WRITTEN REQUEST 1. Count the lines in the records that contain the string "framed", treating case as significant. Reply with the number only.

SELECTION.
Leinster produce their season's best to see off Montpellier in epic six-try tussle

Tries from Carbery, van der Flier, Henshaw and Daly help Cullen’s men to an opening weekend win.

Barry Daly goes over in the corner for Leinster's fourth try.
Barry Daly goes over in the corner for Leinster's fourth try.
Image: James Crombie/INPHO

Leinster 24

Montpellier 17

Ryan Bailey reports from the RDS 

IN THE END, it came down to the last play of a frenetic and fast-paced contest, but Leinster were full value for all five points here as Leo Cullen’s men produced their season’s best right when it mattered.

And it was vintage Leinster, the eastern province at their swashbuckling best to see off a Montpellier side who just wouldn’t go away and very nearly snatched a share of the spoils at the death, largely thanks to the chaos caused by their monstrous wing Nemani Nadolo, who scored either side of the break.

But the hosts dug deep and stood firm to see out a win with their energy, intensity and unwavering work rate shining through and seeing them deservedly over the line ahead of next week’s trip to Glasgow.

They are very much up and running in Europe.

Even without Johnny Sexton, Sean O’Brien and Scott Fardy, who was a late withdrawal due to personal reasons, Leinster scored four tries — two in each half — and then withstood a late Montpellier onslaught with 14 men following Adam Byrne’s sin-binning.

It would have been a great injustice had Leinster thrown the points away because, for so long, they were superior in every facet of the game with man-of-the-match Robbie Henshaw, playing at 13, outstanding in both attack and defence while Ross Byrne, Joey Carbery, Josh van der Flier, Jack Conan and Barry Daly were all superb. To a man, they rose to the occasion.

James Ryan, too, deserves a mention on the occasion of his European debut as he was drafted in at the last minute to deputise for Fardy and barely put a foot wrong during an entertaining and breathless game of rugby at the RDS.

Carbery started and finished Leinster’s breakthrough score and they assumed complete control of the contest when van der Flier dotted down for a second, but Montpellier kept coming back and scored twice through Nadolo to remain in touch and set-up a grandstand finish despite further scores from Henshaw and Daly.

Vern Cotter’s side sniffed blood with a numerical advantage for the closing stages but they butchered a gilt-edge overlap on this near side before Leinster showed immense composure in the circumstances to see the game out. It was tense, and the roar from the stands at full-time confirmed as much.

Robbie Henshaw celebrates scoring a try with Noel Reid and Adam Byrne Source: Tommy Dickson/INPHO

Already without the presence and experience of Sexton and O’Brien, Leinster were then stripped of Fardy’s industry in the second row but they needed not worry because Ryan looked at home from the off.

His first intervention — collecting the loose ball after Montpellier spilled in contact — helped relieve early pressure on the hosts.

WRITTEN REQUEST 2. List every Leinster player who scored a try in the match report.

RECORDS SUPPLIED.
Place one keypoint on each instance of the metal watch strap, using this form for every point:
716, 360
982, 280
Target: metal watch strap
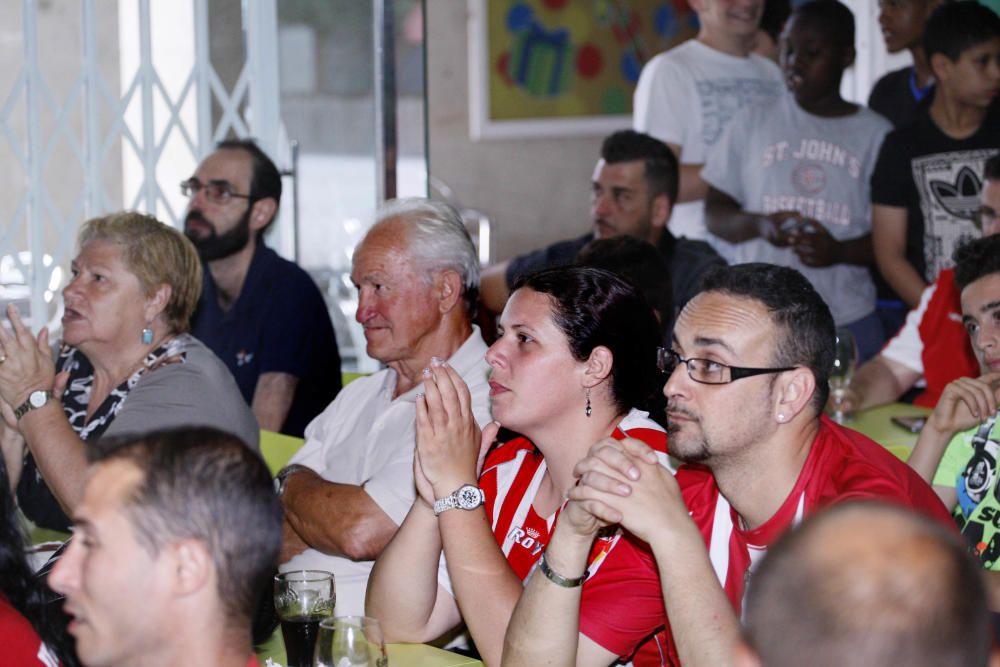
558, 579
454, 499
29, 403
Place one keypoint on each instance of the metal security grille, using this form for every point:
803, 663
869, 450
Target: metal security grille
95, 119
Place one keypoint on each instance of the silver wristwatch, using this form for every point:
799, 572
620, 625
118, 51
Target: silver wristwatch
36, 399
465, 497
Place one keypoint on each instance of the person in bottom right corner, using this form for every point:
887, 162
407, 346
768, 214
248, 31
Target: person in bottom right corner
958, 446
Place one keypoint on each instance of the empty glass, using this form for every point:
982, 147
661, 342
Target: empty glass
350, 641
845, 361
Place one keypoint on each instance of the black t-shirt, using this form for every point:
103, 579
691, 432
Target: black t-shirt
893, 97
279, 323
937, 179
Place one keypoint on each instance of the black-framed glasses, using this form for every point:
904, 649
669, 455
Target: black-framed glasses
707, 371
217, 192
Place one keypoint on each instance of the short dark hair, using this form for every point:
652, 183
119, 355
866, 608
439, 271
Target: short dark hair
956, 26
834, 18
991, 170
638, 262
265, 179
808, 333
868, 583
976, 259
662, 171
595, 307
204, 484
772, 21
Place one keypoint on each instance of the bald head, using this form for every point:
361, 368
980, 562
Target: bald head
868, 584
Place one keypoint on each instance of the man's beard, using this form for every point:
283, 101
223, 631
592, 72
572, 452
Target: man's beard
219, 246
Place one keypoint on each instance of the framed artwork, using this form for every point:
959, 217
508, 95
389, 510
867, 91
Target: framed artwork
564, 67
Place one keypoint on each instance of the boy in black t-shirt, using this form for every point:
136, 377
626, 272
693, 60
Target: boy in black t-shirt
926, 184
898, 95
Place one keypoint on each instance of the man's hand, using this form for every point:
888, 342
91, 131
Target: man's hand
964, 403
448, 440
814, 245
291, 543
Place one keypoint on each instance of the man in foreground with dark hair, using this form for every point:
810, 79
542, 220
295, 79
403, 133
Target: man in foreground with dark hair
261, 314
866, 584
177, 533
747, 380
633, 192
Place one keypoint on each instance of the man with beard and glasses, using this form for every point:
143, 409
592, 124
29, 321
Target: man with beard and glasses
261, 314
747, 380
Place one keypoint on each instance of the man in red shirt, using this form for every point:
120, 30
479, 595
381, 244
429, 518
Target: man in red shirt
177, 534
748, 378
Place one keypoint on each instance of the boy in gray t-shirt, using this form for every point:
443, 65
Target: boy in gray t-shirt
789, 179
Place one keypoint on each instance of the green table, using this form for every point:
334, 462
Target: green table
400, 655
877, 424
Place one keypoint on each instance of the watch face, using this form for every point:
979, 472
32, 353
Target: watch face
38, 399
469, 497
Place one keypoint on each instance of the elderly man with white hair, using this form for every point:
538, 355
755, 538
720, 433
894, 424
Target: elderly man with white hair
347, 490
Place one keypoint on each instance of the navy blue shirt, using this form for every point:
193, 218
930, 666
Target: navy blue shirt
279, 324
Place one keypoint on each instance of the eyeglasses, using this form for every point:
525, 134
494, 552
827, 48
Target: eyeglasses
707, 371
217, 192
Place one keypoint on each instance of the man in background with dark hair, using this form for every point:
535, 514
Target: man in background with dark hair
866, 584
177, 533
932, 346
747, 378
958, 446
633, 191
261, 314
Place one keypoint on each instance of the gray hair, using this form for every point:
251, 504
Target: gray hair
437, 240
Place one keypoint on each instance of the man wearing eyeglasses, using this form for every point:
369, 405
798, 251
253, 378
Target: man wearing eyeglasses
747, 378
261, 314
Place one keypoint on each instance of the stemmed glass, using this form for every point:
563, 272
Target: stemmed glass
302, 599
350, 641
845, 361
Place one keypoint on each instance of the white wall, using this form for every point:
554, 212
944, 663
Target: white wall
538, 189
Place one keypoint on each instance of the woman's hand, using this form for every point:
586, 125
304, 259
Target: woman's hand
448, 440
27, 362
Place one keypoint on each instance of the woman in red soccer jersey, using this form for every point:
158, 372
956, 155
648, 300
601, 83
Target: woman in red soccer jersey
575, 362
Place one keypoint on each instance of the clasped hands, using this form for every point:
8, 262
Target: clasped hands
807, 237
623, 482
450, 447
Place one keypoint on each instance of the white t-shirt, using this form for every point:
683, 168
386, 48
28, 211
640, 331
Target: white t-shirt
777, 157
366, 438
687, 96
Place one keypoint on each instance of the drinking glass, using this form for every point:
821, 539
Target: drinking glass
350, 641
302, 599
845, 361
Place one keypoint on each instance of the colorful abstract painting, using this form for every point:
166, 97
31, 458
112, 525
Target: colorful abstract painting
570, 59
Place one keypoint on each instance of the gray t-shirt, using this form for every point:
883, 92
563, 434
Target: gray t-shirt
777, 157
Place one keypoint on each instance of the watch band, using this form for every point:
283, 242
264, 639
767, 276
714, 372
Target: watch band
282, 477
35, 400
558, 579
466, 497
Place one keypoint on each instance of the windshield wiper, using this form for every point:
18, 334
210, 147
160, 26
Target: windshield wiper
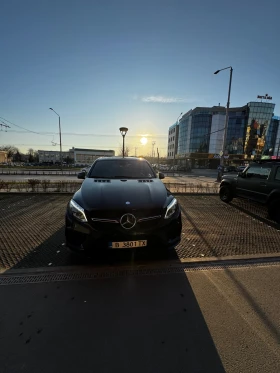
123, 177
100, 177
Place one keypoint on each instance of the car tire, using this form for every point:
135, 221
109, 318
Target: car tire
226, 194
274, 210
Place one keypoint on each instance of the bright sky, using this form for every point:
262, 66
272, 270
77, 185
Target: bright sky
103, 64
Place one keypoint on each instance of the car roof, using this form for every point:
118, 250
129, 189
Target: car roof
121, 158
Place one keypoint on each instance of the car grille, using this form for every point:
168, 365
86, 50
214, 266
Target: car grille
144, 222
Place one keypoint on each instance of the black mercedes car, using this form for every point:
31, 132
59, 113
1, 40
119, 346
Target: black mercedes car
122, 204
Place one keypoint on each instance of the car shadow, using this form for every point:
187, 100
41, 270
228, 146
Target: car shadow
255, 210
141, 320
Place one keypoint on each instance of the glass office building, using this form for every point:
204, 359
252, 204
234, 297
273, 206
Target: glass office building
236, 130
184, 131
271, 137
200, 133
259, 119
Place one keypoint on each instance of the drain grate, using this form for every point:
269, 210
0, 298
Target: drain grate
185, 268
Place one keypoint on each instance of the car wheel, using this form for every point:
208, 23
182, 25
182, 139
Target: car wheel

TASK RESULT 1. 4

TASK RESULT 2.
Joey Carbery
Josh van der Flier
Robbie Henshaw
Barry Daly